■ Exercise inputs:
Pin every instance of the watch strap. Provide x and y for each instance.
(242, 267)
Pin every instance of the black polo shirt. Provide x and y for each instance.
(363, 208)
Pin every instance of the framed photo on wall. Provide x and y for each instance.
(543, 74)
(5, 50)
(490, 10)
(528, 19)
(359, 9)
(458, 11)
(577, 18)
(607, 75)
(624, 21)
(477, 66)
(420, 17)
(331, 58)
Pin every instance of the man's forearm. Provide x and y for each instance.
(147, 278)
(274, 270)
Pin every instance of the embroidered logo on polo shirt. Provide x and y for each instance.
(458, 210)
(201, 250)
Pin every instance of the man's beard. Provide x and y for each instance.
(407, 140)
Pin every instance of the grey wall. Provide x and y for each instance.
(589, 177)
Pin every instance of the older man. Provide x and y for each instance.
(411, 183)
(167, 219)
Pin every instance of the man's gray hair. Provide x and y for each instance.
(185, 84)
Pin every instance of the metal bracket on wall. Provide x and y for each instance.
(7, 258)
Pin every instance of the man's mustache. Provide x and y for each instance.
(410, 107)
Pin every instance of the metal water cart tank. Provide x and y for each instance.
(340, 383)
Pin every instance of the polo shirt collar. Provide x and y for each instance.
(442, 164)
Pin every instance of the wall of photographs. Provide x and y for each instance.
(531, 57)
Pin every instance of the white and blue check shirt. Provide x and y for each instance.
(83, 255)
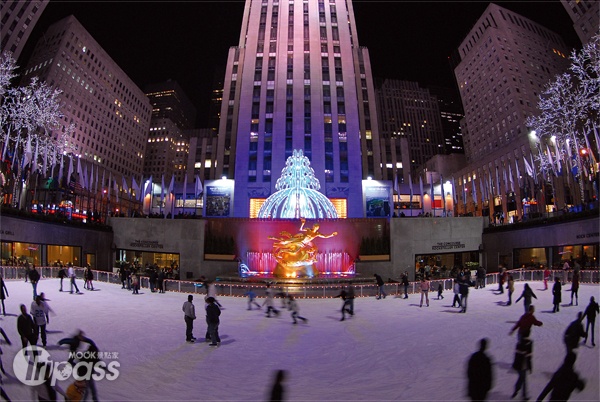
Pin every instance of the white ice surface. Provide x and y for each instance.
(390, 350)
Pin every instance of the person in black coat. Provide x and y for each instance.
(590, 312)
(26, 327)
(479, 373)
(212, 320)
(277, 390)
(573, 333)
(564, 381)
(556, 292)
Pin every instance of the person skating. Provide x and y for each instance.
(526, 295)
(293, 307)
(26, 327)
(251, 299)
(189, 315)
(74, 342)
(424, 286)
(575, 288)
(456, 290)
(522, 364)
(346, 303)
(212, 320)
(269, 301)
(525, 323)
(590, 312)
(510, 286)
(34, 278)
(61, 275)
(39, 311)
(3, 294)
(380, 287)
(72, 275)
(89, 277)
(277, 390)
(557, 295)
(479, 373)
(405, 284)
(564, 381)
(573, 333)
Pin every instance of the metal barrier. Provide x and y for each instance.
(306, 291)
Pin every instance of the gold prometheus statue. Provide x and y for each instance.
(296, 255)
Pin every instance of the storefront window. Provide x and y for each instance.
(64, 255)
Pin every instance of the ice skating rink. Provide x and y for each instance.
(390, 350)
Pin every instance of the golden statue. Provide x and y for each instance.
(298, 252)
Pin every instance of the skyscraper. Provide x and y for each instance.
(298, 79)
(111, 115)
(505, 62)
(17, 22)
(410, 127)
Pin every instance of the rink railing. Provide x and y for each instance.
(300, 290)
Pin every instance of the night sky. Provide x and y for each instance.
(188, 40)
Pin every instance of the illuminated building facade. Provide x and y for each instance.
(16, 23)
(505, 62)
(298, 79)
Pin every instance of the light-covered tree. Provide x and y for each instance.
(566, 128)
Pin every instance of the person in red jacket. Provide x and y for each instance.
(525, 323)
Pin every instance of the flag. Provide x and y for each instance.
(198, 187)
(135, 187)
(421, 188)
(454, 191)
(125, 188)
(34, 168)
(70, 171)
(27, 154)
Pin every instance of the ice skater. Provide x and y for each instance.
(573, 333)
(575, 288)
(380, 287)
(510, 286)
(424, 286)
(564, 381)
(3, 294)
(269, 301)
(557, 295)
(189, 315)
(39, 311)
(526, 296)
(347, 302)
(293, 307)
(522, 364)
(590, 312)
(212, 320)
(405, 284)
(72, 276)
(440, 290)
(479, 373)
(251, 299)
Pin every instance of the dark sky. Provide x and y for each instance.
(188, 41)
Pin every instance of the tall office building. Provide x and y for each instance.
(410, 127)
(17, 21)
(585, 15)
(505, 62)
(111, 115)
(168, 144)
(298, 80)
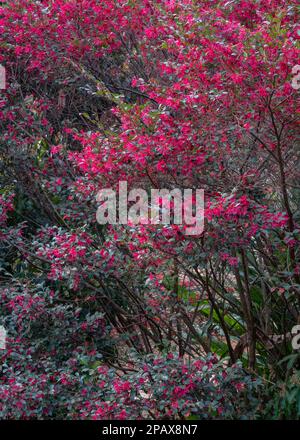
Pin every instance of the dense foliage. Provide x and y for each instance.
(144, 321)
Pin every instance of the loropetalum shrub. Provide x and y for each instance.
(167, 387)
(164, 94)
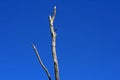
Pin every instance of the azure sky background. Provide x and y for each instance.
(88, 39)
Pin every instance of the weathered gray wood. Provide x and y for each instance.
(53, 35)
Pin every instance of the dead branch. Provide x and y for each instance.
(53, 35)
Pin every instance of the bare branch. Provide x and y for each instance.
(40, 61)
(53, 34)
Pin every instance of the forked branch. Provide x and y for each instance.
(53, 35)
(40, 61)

■ Stated problem: Go through the listing above and quote it exactly, apart from its images.

■ Exercise solution:
Pin every instance of the watch strap. Provide x and y for each instance.
(242, 267)
Pin every instance of the black polo shirt. Provide x and y for each instance.
(363, 208)
Pin every instance of the framed photo on wall. Provide x and y for each instance.
(543, 74)
(5, 50)
(490, 10)
(528, 19)
(359, 9)
(458, 11)
(577, 18)
(607, 75)
(624, 21)
(477, 66)
(420, 17)
(331, 58)
Pin every instance of the man's forearm. Provide x and y for each instance.
(147, 278)
(274, 270)
Pin every instance of the embroidered logo on polo shirt. Provide x and y for each instance.
(458, 210)
(201, 250)
Pin every instance of the man's beard. Provide x and y for each instance.
(407, 140)
Pin every instance of the grey wall. Provide x and y for each instance.
(589, 177)
Pin every instance of the older man. Provide x and y for each instance.
(411, 183)
(167, 219)
Pin every instance of the man's gray hair. Provide x and y for each instance.
(185, 84)
Pin every instance of the metal bracket on wall. Provide x and y for each instance.
(7, 258)
Pin every instance of the man's mustache. Provide x and y for each instance.
(410, 107)
Pin every instance of the metal water cart tank. Provide x and y for each instance.
(340, 383)
Pin every instance of the polo shirt collar. Provide x and y for each instance.
(442, 164)
Pin every instance of the wall of photographs. Provide x and y for each instance.
(531, 57)
Pin every instance of the white and blue check shirt. Provide x and y for each instance.
(83, 255)
Pin every instance of the white ice surface. Provide x and y for each instance.
(390, 350)
Pin every instance of the person in black coat. Provide x and y for each instance.
(590, 312)
(26, 327)
(479, 373)
(212, 320)
(277, 390)
(573, 333)
(564, 381)
(556, 292)
Pin every instance of the person skating. Provide x and y for each instance.
(526, 295)
(293, 307)
(26, 327)
(251, 299)
(189, 315)
(74, 342)
(424, 286)
(575, 288)
(456, 290)
(522, 364)
(346, 303)
(212, 320)
(269, 301)
(525, 323)
(590, 312)
(510, 286)
(34, 278)
(61, 275)
(39, 311)
(3, 294)
(380, 287)
(72, 275)
(89, 277)
(277, 390)
(557, 295)
(479, 373)
(405, 284)
(564, 381)
(573, 333)
Pin every instance of the metal barrier. Provide x and y for each instance.
(306, 291)
Pin every instance of the gold prometheus statue. Provide x and y for each instance.
(296, 255)
Pin every instance of the storefront window. Provide x and y for each instance.
(64, 255)
Pin every instance of the ice skating rink. Provide x and y for each instance.
(390, 350)
Pin every instance of the golden statue. Provide x and y for each instance.
(298, 252)
Pin every instance of the skyscraper. Provide x and y for each instance.
(298, 79)
(111, 115)
(505, 62)
(17, 22)
(410, 127)
Pin every instance of the rink railing. Provide x and y for each instance.
(300, 290)
Pin every instance of the night sky. Provide x and y for each instance.
(188, 40)
Pin every instance of the illuminated building facade. Provide x and y for each instance.
(16, 23)
(505, 62)
(298, 79)
Pin every instance of the light-covered tree. Provide x and y for each instance.
(566, 128)
Pin every instance of the person in red jacket. Provide x and y for each instance.
(525, 323)
Pin every instance of the flag. Provide x and y for each instance.
(198, 187)
(135, 187)
(421, 188)
(454, 191)
(125, 188)
(34, 168)
(70, 171)
(27, 154)
Pin every instance of the ice skater. Provide x and y for each instance.
(573, 333)
(575, 288)
(380, 287)
(510, 286)
(424, 286)
(564, 381)
(3, 294)
(269, 301)
(557, 295)
(189, 315)
(39, 311)
(526, 296)
(347, 302)
(293, 307)
(522, 364)
(590, 312)
(212, 320)
(405, 284)
(72, 276)
(440, 290)
(479, 373)
(251, 299)
Pin every instance of the dark sky. Provide x and y for each instance.
(188, 41)
Pin every instance of the tall office building. Provide x and y for each instance.
(410, 127)
(17, 21)
(585, 15)
(505, 62)
(111, 115)
(168, 144)
(298, 80)
Pin every instance of the dense foliage. Provide x and y for each instance.
(144, 321)
Pin every instance of the loropetalum shrub. Provide x and y for each instance.
(167, 387)
(164, 94)
Pin every instance of the azure sky background. Provide x and y for each instance.
(88, 39)
Pin every instance of the weathered gray wood. Provide x and y for each instance.
(53, 35)
Pin every instance of the dead branch. Provide x and y for each instance.
(53, 35)
Pin every instance of the bare branch. Provide x and y for each instance.
(40, 61)
(53, 34)
Pin every instance of the forked branch. Provide x and y for each instance.
(53, 35)
(40, 61)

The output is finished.